> [Exercise instructions]: Add 101 to every bounding-box coordinate in the material from the line containing "foliage for grasp planning." through the line containing "[0,124,370,279]", and write out each line of that stretch, with all other text left unchanged.

> [Material supplied]:
● ● ●

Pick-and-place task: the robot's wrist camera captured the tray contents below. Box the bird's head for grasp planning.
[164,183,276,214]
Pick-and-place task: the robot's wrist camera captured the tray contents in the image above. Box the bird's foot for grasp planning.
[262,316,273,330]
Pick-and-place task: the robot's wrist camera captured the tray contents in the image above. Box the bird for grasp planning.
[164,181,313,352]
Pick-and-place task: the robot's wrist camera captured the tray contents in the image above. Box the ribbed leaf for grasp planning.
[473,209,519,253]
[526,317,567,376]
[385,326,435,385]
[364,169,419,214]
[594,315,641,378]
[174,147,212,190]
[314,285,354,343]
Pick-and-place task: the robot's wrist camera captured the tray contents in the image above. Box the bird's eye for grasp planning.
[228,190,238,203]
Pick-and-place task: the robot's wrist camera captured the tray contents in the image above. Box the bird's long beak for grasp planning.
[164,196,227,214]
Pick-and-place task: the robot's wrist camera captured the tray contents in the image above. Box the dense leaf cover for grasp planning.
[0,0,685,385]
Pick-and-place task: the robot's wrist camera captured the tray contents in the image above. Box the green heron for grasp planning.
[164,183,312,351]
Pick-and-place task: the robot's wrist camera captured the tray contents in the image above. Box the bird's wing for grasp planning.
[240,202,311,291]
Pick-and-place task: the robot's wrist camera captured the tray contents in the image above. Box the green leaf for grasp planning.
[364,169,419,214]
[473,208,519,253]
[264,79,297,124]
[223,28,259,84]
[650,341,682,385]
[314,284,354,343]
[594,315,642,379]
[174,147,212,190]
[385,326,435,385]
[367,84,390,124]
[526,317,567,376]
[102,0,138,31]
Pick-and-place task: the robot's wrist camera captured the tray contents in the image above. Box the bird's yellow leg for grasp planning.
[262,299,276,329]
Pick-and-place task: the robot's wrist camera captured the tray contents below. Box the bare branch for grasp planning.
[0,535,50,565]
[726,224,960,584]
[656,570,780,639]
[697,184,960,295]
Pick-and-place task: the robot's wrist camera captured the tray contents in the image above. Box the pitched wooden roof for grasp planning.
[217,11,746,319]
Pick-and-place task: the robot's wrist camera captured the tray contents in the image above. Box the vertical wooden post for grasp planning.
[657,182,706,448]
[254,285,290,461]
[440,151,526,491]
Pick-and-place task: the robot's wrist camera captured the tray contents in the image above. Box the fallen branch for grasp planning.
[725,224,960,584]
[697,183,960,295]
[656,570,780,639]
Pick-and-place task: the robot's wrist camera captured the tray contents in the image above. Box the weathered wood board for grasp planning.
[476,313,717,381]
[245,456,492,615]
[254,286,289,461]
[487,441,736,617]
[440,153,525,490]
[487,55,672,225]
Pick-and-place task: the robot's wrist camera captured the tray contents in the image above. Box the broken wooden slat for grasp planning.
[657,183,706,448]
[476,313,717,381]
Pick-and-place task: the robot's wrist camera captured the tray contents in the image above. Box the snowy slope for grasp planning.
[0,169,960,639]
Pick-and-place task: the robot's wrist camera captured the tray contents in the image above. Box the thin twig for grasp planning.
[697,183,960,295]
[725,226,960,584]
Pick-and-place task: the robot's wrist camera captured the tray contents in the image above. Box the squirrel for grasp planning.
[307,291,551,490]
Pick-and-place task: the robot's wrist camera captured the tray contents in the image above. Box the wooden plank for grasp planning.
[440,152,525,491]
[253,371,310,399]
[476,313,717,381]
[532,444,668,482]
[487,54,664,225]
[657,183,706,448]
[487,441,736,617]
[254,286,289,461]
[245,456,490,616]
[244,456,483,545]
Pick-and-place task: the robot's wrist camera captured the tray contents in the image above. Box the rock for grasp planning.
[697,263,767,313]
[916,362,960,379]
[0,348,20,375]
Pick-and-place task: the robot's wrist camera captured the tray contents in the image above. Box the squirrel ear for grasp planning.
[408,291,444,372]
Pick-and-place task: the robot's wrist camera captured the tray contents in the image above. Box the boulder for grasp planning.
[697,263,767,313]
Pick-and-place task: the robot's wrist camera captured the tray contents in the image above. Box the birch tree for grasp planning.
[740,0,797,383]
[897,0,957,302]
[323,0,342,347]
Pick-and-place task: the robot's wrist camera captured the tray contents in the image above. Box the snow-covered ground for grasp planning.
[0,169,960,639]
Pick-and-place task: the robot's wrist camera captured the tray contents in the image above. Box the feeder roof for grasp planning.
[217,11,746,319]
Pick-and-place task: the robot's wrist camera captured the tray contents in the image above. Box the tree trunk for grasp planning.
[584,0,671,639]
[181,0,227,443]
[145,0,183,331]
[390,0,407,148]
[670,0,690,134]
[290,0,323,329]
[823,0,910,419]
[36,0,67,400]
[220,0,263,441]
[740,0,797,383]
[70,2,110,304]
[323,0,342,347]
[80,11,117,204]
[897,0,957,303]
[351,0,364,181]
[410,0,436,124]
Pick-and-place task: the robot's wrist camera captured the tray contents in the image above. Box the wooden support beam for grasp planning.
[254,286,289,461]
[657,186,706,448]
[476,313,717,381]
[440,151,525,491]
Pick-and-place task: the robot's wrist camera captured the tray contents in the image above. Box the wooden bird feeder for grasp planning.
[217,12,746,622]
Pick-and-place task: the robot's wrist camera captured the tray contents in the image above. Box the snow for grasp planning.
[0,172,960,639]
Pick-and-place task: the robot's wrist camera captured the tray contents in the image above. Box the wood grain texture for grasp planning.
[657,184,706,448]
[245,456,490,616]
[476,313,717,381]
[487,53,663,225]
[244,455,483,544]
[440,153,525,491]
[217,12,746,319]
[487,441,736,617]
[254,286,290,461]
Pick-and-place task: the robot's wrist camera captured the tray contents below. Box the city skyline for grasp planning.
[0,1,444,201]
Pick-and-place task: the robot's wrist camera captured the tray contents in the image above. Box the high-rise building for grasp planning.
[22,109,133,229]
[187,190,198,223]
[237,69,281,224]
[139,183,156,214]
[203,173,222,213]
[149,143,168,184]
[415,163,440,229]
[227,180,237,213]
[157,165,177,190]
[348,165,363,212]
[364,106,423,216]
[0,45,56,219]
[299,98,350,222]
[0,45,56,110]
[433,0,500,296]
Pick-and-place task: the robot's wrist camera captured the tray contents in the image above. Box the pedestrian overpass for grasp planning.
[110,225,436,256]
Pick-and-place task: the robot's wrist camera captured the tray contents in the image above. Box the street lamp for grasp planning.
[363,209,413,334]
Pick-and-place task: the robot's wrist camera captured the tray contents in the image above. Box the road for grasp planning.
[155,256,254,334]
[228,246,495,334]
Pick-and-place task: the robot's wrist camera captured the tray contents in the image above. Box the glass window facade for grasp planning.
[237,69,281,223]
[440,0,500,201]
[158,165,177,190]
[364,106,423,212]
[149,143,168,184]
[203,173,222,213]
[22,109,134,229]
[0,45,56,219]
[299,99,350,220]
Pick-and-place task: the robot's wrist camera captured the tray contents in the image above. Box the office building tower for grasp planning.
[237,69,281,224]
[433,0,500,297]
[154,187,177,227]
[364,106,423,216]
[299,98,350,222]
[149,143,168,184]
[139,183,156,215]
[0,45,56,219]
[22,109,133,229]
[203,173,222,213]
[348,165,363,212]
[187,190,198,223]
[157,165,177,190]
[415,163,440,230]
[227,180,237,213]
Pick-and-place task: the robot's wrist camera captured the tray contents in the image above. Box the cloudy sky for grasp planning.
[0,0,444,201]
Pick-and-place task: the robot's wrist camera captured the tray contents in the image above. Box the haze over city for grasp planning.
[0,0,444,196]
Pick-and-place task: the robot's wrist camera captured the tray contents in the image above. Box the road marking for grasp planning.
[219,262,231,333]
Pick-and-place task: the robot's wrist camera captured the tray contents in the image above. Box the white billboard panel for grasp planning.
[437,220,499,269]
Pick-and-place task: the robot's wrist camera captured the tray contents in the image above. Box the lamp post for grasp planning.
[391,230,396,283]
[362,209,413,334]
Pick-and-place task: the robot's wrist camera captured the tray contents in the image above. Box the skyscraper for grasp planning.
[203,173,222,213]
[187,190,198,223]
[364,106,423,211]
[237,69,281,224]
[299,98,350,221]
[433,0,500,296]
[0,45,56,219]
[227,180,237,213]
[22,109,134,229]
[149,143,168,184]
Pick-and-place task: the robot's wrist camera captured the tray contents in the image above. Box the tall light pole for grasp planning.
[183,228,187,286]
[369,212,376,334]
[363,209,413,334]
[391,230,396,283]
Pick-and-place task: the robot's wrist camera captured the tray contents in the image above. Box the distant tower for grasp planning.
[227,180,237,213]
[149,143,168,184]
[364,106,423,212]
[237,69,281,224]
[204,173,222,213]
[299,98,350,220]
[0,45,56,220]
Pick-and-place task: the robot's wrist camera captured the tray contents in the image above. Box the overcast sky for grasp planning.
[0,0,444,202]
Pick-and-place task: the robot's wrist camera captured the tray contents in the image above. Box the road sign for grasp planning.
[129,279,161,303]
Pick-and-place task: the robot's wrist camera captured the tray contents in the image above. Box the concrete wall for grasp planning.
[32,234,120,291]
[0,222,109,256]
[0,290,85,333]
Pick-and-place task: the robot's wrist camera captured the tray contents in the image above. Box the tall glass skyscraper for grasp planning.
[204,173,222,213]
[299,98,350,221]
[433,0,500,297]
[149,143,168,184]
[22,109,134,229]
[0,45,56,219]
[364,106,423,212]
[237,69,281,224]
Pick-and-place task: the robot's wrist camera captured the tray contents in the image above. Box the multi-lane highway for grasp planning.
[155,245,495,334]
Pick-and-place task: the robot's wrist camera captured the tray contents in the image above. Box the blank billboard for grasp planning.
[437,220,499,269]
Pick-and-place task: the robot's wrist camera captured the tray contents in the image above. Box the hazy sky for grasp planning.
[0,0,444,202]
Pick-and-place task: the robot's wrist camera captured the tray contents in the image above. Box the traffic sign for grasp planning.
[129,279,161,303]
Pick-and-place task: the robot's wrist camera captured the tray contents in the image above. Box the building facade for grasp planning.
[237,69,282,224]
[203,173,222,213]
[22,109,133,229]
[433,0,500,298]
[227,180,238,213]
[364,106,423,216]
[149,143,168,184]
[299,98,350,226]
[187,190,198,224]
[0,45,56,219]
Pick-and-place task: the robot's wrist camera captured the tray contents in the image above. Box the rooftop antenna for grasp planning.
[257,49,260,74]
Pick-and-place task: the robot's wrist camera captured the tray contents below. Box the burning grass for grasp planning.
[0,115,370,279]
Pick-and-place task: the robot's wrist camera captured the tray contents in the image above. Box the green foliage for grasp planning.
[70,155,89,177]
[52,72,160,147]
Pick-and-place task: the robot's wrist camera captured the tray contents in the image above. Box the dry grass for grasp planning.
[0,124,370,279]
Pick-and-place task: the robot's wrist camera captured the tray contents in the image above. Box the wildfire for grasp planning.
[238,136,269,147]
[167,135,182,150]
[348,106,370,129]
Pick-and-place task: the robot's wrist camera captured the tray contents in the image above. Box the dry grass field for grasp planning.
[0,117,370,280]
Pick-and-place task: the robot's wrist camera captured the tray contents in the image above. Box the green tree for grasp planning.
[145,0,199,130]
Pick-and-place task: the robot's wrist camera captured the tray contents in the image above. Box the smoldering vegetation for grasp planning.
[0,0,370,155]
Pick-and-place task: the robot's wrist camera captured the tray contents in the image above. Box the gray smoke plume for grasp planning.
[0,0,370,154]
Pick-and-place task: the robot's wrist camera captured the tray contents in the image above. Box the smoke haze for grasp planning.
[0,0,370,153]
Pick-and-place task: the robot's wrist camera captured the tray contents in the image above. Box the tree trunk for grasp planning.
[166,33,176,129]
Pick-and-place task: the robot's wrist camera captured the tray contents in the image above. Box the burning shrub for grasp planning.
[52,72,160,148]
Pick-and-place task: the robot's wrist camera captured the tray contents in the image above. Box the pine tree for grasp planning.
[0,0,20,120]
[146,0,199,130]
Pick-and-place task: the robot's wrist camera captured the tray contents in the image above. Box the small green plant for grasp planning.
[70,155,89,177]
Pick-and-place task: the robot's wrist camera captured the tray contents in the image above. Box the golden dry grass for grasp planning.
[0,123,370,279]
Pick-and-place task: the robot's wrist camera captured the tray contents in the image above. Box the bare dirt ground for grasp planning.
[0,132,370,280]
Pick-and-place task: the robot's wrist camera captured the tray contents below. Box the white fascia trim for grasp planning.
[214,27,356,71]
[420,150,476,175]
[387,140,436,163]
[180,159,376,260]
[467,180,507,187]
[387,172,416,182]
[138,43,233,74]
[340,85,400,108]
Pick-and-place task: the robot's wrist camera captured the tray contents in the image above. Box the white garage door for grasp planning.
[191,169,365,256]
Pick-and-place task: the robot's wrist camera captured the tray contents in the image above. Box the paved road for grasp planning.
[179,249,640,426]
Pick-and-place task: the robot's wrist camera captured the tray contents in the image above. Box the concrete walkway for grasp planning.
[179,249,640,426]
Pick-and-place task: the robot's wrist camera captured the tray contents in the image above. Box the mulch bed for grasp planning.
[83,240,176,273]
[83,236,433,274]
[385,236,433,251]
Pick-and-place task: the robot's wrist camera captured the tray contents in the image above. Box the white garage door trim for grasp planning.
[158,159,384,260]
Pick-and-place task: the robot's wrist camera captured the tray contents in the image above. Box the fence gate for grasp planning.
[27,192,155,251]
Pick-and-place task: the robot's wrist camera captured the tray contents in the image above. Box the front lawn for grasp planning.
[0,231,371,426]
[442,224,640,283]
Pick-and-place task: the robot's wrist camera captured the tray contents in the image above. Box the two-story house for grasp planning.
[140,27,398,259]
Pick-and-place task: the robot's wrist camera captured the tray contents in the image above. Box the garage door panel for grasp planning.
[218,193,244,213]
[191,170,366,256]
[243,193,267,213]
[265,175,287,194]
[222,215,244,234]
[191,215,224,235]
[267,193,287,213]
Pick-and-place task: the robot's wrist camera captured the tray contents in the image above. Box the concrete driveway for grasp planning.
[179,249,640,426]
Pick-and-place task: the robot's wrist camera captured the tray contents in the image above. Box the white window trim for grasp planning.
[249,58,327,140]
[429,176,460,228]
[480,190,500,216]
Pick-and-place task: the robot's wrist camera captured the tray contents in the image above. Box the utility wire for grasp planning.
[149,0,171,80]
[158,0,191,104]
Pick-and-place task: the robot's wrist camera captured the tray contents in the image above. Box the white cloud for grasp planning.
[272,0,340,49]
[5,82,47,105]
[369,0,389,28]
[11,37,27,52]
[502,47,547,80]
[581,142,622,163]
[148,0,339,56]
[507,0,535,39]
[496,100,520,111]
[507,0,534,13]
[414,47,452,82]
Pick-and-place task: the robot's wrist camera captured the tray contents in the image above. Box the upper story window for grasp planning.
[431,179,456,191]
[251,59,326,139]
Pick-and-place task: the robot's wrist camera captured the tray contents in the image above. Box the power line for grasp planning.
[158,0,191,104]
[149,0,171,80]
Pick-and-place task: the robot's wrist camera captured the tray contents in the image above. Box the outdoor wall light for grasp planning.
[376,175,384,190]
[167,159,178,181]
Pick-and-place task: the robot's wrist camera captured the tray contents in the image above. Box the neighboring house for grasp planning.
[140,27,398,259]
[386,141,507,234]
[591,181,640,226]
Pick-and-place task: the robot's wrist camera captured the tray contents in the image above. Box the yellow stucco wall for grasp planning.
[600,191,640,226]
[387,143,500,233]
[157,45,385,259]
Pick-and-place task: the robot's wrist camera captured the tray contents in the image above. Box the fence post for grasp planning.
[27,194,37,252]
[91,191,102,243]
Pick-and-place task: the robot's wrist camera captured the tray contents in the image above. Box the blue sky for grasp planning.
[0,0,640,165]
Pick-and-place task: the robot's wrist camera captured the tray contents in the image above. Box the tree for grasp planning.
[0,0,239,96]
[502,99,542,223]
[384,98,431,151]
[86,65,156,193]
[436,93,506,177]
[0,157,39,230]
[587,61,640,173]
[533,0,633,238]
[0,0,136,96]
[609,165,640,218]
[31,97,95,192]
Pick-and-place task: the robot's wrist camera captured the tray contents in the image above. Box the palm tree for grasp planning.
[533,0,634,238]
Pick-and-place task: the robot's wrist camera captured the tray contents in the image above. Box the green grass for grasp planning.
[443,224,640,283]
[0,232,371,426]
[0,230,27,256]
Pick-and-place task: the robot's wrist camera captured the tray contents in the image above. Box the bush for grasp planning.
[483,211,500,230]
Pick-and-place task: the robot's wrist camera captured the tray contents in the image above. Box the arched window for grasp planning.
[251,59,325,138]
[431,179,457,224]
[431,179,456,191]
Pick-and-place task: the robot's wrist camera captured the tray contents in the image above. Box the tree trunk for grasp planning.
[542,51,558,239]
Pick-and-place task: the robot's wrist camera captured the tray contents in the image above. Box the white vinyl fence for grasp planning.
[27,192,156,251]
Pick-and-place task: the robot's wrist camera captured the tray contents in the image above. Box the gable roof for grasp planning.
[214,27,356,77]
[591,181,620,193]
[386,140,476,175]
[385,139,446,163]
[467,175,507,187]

● ● ●

> [Output]:
Pick-and-place task: the robot's wrist camera captured the tray contents in the image above. Box the green foliage for grasp planning.
[171,256,190,278]
[153,173,261,248]
Pick-and-place task: the robot's wrist camera captured the tray contents in the image above. Box the dry grass for grasp planning.
[101,225,471,380]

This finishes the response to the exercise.